BRIEF A — In the text about Peter Hughes's sale of his company, who bought the company?
BRIEF B — Rewrite the Peter Hughes text starting at "Peter Hughes, the" and ending at "Hughes’ fiercest competitor.", putting "Bahamas" in place of "Caribbean".
** BEGIN TEXT SECTION **
Peter Hughes, the man who introduced luxury live aboard dive travel to North America and established four-star standards for land-based Divi operations in the Caribbean has told Diver Magazine in an exclusive interview that he has sold his company, lock, stock and dive boats. The new owner, Wayne Brown, is the owner of the Aggressor Fleet of live-aboard dive boats, Hughes’ fiercest competitor.
Speaking at the Adventure Sport Exhibition in Toronto, Mr. Hughes said that he sold his operation to multi-millionaire Wayne Brown 24 months ago. “ We were very very quiet about the sale,” he said. “It was months before anyone had an inkling that a change had been made. We just did not make a big deal out of it and yes, this is probably the first time I have officially spoken to the media about it.”
** END TEXT SECTION **
** BEGIN COLLECTED MATERIAL **
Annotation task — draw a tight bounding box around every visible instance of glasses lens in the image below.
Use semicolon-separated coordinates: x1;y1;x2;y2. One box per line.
** END COLLECTED MATERIAL **
COMPLETE RESPONSE A — Wayne Brown, owner of the Aggressor Fleet of live-aboard dive boats.

COMPLETE RESPONSE B —
Peter Hughes, the man who introduced luxury live aboard dive travel to North America and established four-star standards for land-based Divi operations in the Bahamas has told Diver Magazine in an exclusive interview that he has sold his company, lock, stock and dive boats. The new owner, Wayne Brown, is the owner of the Aggressor Fleet of live-aboard dive boats, Hughes’ fiercest competitor.